▶ **EXERCISE DETAILS**:
If a line in the data below holds the word "dark", copy it.

▶ **Records excerpted from a collection**:

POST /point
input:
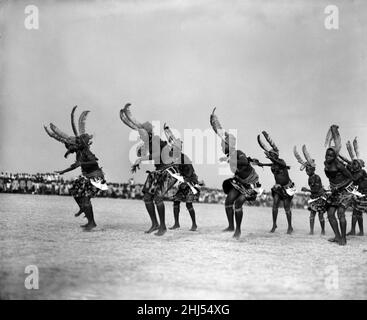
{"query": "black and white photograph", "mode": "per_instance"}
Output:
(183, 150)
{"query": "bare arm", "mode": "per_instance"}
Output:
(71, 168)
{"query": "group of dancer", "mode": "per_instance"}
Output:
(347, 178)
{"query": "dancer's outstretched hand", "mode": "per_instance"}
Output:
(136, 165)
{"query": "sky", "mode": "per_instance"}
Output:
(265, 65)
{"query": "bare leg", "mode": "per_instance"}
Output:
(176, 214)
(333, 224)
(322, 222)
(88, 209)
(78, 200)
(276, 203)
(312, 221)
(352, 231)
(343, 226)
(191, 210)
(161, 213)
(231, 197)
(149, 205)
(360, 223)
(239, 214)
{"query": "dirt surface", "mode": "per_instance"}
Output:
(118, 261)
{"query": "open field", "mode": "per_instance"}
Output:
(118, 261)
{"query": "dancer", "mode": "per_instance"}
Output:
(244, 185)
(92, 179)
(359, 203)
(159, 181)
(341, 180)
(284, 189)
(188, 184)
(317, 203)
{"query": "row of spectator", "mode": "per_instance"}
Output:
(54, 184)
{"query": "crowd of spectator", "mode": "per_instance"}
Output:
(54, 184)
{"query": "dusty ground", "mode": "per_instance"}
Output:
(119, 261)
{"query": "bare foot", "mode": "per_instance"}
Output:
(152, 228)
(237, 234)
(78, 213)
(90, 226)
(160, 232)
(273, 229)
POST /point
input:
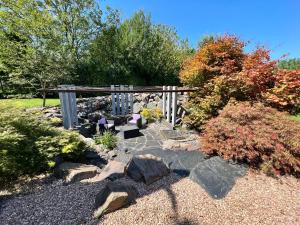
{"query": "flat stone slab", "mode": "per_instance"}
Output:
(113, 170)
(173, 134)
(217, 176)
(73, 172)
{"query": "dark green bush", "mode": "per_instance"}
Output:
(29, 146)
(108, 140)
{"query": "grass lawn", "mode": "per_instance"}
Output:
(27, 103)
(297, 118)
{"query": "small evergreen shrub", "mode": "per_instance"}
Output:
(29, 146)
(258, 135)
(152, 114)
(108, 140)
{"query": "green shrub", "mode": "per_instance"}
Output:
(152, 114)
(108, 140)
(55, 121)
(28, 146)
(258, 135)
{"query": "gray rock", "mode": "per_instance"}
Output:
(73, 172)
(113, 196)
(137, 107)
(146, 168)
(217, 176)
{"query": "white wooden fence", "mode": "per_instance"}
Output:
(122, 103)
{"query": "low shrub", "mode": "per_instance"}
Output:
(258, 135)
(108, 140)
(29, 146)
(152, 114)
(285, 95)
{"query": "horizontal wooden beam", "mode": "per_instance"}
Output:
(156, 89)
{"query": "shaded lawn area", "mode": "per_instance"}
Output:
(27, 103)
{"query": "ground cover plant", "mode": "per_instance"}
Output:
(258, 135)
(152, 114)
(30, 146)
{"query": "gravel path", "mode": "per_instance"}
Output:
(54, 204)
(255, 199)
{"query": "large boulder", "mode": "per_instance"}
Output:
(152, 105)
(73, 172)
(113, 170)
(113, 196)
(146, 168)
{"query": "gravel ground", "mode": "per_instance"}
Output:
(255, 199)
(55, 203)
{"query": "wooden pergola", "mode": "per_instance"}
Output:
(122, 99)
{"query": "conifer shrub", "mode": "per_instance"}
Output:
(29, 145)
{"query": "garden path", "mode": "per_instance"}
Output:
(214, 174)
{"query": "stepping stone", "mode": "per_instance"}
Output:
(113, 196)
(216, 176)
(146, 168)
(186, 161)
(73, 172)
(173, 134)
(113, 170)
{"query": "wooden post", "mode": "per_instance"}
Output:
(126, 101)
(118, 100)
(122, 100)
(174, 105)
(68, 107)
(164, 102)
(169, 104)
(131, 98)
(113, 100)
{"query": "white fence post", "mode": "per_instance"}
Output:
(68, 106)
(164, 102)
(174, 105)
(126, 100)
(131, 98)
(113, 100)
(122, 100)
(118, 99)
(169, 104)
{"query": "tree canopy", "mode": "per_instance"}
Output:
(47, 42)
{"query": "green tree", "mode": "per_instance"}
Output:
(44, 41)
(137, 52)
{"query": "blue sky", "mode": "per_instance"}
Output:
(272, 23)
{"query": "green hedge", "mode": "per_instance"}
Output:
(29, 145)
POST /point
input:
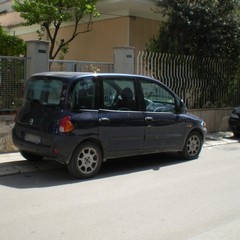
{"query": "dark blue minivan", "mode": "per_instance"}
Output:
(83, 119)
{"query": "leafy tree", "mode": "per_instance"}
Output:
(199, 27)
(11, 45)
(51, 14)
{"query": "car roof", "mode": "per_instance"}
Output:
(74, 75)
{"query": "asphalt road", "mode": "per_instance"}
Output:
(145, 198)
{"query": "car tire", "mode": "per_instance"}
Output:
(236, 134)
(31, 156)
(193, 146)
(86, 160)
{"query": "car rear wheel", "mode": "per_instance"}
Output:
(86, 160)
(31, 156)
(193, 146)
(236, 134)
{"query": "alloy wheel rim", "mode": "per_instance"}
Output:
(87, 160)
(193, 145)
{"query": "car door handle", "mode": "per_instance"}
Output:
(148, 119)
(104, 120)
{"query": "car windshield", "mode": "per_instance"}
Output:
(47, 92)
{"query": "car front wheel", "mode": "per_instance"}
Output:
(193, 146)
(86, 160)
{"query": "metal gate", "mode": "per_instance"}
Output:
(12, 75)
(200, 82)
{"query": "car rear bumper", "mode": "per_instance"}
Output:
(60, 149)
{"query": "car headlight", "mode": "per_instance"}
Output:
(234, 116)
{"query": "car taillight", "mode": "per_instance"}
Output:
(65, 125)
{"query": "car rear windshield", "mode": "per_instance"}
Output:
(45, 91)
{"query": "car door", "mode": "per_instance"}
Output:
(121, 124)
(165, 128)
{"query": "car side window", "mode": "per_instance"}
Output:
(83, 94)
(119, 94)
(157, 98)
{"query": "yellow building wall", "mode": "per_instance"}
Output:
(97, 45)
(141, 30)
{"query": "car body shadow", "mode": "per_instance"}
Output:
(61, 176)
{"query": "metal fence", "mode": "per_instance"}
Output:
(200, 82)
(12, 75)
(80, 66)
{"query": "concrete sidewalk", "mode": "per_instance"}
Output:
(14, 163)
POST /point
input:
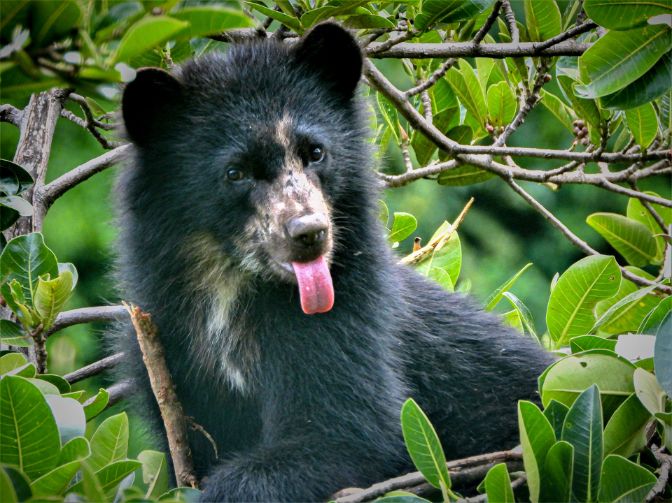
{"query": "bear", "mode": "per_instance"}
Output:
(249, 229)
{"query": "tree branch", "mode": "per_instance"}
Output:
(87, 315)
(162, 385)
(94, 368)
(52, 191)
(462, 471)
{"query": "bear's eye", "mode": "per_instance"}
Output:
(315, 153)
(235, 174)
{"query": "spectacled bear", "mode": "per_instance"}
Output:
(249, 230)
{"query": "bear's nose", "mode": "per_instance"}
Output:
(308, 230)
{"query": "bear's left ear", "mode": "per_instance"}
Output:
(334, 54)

▶ **TASK OUTPUT**:
{"query": "dark green bush", "mode": "per_instance"}
{"query": "dark blue minivan", "mode": "per_instance"}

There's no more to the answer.